-- PROBLEM TO WORK ON --
Going through the entries below, copy out each line that contains "street".

-- PROVIDED RECORDS --
=-=-=

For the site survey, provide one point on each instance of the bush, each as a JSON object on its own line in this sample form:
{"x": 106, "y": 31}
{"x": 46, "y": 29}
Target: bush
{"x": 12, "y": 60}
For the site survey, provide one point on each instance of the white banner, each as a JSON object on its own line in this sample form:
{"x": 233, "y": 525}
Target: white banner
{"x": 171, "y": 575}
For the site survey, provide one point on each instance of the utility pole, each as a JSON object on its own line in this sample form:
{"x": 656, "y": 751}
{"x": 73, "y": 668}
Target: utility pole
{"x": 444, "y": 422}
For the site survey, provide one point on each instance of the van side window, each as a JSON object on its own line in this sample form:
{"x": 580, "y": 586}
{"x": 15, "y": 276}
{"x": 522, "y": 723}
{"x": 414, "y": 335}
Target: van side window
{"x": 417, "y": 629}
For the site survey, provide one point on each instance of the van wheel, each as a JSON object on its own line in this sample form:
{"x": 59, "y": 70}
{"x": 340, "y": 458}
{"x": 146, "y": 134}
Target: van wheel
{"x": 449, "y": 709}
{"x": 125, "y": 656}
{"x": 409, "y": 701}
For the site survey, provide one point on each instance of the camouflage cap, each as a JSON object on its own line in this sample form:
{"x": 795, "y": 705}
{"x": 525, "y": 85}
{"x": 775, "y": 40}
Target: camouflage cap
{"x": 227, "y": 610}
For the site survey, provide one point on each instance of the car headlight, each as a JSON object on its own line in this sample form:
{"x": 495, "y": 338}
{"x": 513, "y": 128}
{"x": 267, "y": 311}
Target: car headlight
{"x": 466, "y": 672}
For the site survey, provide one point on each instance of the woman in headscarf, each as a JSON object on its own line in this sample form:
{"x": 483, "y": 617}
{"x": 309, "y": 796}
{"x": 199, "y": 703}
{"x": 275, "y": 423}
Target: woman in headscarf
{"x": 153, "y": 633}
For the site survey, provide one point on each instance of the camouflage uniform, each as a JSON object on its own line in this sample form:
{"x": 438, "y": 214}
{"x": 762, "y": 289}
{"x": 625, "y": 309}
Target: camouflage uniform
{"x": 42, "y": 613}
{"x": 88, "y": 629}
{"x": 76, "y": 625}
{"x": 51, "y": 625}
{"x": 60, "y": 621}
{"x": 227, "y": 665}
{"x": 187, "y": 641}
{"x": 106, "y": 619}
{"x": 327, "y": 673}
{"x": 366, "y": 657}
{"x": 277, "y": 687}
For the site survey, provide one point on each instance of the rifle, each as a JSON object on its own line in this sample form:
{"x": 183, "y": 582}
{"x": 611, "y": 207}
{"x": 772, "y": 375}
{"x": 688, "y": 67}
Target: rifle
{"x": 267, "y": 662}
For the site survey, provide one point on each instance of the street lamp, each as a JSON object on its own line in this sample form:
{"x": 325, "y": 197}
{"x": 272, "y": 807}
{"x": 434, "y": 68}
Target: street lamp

=-=-=

-- ANSWER TO THIS TASK --
For the site survey, provide one point on each instance of the street lamp, each as a JSON object on its own line in this sample form:
Target: street lamp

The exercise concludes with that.